▶ STATED PROBLEM 1:
Answer these questions from the article about Keewaun, Trayvon, and Sarah James:
(a) In what year was Keewaun born?
(b) On what date was the boys' mom killed?
(c) Where was the woman who would bring hope to their story trained in urban ministry?
▶ STATED PROBLEM 2:
Using the article about Keewaun, Trayvon, and Sarah James, decide whether each statement agrees with it. Answer yes or no and quote the words that settle it.
(a) Trayvon is older than Keewaun.
(b) Keewaun's mother was 14 when he was born.
(c) Sarah James has been the boys' guardian since they were kids.
▶ STATED PROBLEM 3:
Output the passage of the article about Keewaun, Trayvon, and Sarah James that begins at the words "Born in 1994" and ends after the words "and six cousins.", without any changes.

▶ DOCUMENT PASSAGE:
God changed the lives of two boys and Sarah James through an improbable relationship

by Linda Piepenbrink

“Everything happens for a reason,” says Keewaun Williams. The 28-year-old and his brother, Trayvon, are about to play basketball—a favorite pastime—with Ms. Sarah, their guardian since they were kids. “You know, everything that happens in our life, I believe it’s God. It’s God, just divine intervention—especially our story.”

Born in 1994 to a 14-year-old from Chicago, Keewaun was living in the Cabrini Green public housing development with his mom and some relatives. Four years later Trayvon was born, and the apartment included their grandmother, her nine children, and six cousins.

Then in the middle of the night on July 31, 2000, Keewaun and Tray’s mom was tragically killed. The next morning Keewaun came home from a friend’s apartment and saw the aftermath of the crime scene. The loss of the boys’ mom was profound.

Yet God would bring hope to their story through a single Christian woman, newly trained in urban ministry from Moody Theological Seminary.

Watch Trayvon and Keewaun's video testimony.

▶ DATASET SECTION:
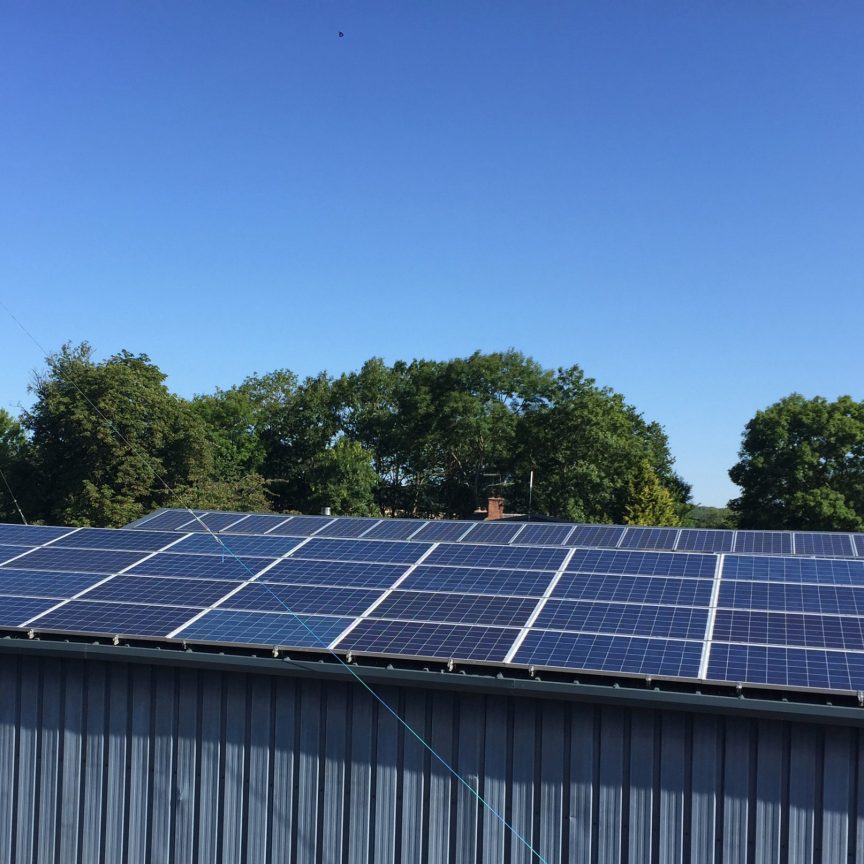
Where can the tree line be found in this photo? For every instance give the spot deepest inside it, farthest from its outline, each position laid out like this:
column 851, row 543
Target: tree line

▶ EXERCISE SOLUTION 1:
(a) 1994
(b) July 31, 2000
(c) Moody Theological Seminary

▶ EXERCISE SOLUTION 2:
(a) No: "Four years later Trayvon was born"
(b) Yes: "Born in 1994 to a 14-year-old from Chicago"
(c) Yes: "their guardian since they were kids"

▶ EXERCISE SOLUTION 3:
Born in 1994 to a 14-year-old from Chicago, Keewaun was living in the Cabrini Green public housing development with his mom and some relatives. Four years later Trayvon was born, and the apartment included their grandmother, her nine children, and six cousins.